▶ _WHAT IS NEEDED_
The word "wooden" may appear in lines of the data; say how many such lines there are, with nothing beyond the number.

[Start of Attachment]

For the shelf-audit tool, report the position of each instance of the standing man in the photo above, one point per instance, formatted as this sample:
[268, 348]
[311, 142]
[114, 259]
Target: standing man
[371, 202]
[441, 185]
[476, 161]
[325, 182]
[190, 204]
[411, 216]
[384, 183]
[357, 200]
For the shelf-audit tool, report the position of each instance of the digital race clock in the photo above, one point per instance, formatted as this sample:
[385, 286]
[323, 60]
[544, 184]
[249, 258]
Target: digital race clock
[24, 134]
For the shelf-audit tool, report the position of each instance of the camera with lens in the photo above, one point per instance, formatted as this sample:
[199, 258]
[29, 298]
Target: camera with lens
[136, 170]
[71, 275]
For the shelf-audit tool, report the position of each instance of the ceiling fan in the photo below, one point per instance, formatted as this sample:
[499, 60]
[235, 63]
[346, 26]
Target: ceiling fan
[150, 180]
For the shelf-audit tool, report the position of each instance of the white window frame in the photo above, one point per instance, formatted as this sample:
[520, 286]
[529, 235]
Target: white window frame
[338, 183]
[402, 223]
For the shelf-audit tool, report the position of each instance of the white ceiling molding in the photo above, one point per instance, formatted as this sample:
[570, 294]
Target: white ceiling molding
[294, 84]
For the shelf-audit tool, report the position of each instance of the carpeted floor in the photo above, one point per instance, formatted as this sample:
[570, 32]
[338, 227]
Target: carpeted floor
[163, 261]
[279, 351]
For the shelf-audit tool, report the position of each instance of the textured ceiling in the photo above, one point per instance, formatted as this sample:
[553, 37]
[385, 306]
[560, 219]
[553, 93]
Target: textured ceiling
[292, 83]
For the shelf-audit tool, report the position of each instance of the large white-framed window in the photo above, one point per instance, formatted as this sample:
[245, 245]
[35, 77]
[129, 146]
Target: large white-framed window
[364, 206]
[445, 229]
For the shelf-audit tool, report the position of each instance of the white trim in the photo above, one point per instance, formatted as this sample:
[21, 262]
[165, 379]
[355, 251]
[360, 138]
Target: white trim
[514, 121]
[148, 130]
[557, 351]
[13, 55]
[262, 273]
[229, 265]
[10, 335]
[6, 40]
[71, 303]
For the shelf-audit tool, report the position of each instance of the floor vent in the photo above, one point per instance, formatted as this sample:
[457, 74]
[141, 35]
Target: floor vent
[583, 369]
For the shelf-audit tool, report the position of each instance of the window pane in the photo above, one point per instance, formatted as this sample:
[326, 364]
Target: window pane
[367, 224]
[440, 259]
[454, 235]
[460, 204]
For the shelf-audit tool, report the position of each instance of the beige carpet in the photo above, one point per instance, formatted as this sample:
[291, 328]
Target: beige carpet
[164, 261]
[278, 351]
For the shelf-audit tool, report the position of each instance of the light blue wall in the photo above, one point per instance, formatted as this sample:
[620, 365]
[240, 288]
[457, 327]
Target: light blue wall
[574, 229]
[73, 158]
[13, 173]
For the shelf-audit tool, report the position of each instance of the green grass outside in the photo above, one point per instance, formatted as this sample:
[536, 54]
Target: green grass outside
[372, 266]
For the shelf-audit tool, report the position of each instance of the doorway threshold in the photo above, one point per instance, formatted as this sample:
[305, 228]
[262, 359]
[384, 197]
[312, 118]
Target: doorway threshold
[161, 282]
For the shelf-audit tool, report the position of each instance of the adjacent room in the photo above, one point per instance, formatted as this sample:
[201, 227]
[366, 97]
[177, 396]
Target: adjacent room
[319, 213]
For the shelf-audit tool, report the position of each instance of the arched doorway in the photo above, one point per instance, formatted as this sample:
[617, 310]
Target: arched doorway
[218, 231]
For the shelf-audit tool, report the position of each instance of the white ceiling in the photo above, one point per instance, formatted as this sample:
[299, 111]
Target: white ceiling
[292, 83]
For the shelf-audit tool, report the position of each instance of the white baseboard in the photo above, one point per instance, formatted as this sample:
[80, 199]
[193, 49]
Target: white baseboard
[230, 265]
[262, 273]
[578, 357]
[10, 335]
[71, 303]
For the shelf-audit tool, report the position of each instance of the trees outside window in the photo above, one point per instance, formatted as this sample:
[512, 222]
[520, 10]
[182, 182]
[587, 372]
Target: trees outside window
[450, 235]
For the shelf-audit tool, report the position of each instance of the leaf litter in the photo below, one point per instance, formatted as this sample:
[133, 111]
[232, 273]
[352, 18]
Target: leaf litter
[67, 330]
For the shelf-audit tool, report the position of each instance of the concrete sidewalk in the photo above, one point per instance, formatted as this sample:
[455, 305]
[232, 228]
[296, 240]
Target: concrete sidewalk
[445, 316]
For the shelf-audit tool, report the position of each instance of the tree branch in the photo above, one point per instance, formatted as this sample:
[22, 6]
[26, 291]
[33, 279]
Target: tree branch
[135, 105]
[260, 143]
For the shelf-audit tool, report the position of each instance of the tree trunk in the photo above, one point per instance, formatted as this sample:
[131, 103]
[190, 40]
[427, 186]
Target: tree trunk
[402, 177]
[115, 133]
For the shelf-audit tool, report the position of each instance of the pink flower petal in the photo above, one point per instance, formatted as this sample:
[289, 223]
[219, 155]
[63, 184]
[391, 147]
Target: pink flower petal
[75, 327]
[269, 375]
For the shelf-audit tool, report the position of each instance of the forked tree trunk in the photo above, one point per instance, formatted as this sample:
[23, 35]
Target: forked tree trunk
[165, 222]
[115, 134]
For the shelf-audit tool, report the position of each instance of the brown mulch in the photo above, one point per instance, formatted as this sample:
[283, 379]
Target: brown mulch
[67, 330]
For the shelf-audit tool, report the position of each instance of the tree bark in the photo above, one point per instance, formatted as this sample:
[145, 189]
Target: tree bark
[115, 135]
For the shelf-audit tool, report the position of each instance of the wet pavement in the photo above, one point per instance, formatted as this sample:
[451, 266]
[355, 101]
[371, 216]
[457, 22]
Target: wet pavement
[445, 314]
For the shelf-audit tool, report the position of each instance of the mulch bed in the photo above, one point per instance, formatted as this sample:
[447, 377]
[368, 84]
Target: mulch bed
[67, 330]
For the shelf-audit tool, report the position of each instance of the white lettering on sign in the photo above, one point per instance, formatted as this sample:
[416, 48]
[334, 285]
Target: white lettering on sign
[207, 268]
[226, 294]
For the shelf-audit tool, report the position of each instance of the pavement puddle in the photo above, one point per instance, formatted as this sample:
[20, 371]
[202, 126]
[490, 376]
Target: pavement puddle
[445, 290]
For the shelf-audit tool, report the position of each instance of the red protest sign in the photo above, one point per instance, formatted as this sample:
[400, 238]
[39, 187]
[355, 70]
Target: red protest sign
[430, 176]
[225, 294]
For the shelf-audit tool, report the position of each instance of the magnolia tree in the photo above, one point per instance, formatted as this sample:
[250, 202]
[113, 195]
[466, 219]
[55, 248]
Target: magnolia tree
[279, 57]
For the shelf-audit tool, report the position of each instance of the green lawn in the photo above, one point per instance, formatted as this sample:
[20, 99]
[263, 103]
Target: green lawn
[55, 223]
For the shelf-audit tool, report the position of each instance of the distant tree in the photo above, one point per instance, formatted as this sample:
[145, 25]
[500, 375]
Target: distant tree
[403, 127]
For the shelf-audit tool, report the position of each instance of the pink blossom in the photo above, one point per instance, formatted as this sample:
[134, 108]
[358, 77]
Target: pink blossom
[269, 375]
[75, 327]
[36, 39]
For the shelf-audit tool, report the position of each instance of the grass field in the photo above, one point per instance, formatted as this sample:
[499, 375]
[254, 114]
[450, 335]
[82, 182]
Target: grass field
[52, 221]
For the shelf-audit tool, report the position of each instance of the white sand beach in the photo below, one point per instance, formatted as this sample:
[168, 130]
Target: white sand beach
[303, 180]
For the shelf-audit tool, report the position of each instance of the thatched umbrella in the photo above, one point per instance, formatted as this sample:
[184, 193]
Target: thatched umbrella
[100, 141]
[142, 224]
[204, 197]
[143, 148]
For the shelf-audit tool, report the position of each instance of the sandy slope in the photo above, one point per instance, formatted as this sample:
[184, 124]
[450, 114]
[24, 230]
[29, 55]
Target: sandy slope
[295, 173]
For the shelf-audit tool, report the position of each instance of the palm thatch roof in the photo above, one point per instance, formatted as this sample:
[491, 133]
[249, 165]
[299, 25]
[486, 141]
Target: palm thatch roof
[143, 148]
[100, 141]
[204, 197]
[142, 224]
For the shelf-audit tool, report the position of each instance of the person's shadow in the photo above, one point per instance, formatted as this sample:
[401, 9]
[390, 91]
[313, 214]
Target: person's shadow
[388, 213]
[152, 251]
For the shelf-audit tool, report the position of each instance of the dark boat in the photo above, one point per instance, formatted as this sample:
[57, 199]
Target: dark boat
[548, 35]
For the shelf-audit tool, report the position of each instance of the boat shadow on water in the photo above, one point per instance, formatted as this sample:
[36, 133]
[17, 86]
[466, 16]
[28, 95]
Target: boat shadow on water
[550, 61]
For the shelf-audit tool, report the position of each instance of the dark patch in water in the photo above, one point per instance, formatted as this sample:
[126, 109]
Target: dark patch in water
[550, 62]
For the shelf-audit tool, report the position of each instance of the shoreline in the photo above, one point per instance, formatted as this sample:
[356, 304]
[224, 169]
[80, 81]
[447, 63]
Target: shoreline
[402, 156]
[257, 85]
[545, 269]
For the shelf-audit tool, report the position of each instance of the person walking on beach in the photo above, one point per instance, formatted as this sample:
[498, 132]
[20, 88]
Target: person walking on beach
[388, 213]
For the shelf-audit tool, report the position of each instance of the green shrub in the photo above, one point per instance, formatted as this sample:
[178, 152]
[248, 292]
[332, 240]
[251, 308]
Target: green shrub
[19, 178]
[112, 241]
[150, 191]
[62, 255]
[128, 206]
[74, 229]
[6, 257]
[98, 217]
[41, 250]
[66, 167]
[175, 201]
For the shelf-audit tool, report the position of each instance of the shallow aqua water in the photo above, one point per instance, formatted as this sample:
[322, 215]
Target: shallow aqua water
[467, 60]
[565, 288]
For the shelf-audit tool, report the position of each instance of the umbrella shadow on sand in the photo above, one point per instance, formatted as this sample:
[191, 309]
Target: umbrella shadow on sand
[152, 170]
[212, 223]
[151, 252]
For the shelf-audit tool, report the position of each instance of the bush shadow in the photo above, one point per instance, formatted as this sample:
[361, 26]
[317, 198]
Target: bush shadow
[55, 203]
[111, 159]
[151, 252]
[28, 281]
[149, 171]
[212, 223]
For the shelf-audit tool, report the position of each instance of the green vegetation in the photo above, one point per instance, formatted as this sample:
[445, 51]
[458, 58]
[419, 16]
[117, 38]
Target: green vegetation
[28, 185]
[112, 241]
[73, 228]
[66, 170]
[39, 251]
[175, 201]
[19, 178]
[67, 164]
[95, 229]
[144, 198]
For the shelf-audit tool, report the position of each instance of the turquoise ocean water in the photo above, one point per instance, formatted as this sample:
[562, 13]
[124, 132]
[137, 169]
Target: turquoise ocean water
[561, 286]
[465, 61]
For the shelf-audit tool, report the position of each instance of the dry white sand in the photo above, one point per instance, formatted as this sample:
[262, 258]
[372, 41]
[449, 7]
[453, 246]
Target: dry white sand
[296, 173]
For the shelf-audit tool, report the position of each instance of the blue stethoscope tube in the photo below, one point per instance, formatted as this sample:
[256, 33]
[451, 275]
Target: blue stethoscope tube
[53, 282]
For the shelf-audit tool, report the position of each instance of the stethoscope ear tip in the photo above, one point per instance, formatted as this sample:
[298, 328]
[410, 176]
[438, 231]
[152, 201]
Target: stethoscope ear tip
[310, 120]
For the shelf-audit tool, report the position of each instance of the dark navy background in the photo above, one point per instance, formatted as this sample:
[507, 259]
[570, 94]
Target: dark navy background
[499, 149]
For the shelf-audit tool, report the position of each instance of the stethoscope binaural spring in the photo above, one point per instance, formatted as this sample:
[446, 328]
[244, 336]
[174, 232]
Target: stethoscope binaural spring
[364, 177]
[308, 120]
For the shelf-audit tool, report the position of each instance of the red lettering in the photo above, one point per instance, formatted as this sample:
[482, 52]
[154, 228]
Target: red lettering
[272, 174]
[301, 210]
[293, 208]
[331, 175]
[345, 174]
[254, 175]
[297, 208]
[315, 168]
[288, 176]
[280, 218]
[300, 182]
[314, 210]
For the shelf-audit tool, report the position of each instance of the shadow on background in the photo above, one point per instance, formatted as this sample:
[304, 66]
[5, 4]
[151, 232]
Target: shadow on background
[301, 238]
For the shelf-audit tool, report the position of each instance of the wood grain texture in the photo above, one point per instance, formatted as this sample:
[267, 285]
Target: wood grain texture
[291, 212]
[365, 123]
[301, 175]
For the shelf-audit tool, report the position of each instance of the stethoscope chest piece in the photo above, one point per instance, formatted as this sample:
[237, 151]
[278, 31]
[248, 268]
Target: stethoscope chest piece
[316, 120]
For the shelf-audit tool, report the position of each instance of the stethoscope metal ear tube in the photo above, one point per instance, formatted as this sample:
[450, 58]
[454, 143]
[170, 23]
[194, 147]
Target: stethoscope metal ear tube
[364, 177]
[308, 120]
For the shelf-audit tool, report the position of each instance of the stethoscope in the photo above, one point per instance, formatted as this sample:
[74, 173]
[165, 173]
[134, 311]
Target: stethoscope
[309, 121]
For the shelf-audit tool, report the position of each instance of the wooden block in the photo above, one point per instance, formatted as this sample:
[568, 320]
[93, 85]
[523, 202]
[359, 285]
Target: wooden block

[End of Attachment]

▶ _EXERCISE OUTPUT_
2